PROVIDED DATA:
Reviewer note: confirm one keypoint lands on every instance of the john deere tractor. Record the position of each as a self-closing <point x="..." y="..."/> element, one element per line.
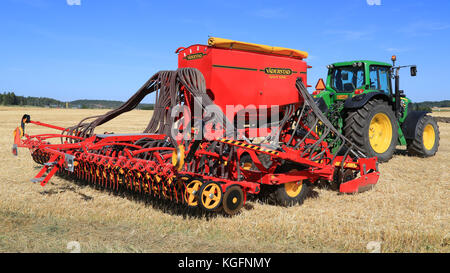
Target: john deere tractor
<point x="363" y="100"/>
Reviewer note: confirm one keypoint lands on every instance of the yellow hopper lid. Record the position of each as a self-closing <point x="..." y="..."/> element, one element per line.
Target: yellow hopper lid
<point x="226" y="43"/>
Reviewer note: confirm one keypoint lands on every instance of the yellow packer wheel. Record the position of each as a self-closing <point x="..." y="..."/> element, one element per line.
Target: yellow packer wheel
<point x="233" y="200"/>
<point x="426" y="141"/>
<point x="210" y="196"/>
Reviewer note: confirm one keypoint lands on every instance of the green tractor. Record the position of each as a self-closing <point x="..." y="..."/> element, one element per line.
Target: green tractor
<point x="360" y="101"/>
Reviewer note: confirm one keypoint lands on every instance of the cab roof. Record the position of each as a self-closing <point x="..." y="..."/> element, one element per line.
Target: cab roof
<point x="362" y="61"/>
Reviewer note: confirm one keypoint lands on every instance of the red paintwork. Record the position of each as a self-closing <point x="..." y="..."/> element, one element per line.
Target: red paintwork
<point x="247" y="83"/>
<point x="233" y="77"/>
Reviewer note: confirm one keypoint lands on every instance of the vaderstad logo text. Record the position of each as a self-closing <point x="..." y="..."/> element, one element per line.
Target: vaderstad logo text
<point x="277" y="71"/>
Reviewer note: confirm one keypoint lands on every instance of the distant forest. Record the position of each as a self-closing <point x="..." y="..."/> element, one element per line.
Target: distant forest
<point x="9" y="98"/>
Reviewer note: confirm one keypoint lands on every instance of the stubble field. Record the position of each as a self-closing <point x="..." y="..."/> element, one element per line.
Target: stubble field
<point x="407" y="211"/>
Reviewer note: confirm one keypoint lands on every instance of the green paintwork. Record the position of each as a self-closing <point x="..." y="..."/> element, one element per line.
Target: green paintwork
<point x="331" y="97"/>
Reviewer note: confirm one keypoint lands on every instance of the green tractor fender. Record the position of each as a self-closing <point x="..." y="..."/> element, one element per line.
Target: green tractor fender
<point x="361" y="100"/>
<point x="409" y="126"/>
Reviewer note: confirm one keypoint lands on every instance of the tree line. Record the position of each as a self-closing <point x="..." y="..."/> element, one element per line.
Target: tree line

EXERCISE OBJECTIVE: Update the items from the line with "of the stubble" through the end of the items, replacing "keypoint" with "marker" and leaving everything else unchanged. Give only those lines.

COMPLETED EXERCISE:
Reviewer note: confirm one marker lands on every instance of the stubble field. Record the position of each as a self-closing <point x="..." y="..."/> element, one element per line.
Target: stubble field
<point x="407" y="211"/>
Reviewer note: confirm one marker lands on every instance of the green paintwork. Record the position of each as a self-closing <point x="..." y="..."/> element, one element per line.
Target: green paintwork
<point x="331" y="97"/>
Reviewer note: confirm one marker lands on every instance of the green tractor fender. Record the position of each as a self-closing <point x="..." y="..."/> element, one element per line.
Target: green tractor fender
<point x="361" y="100"/>
<point x="409" y="126"/>
Reviewer note: confirm one marker lands on every instance of the tree line. Record the position of each as a self-closing <point x="..." y="..."/> element, one element per line.
Target: tree line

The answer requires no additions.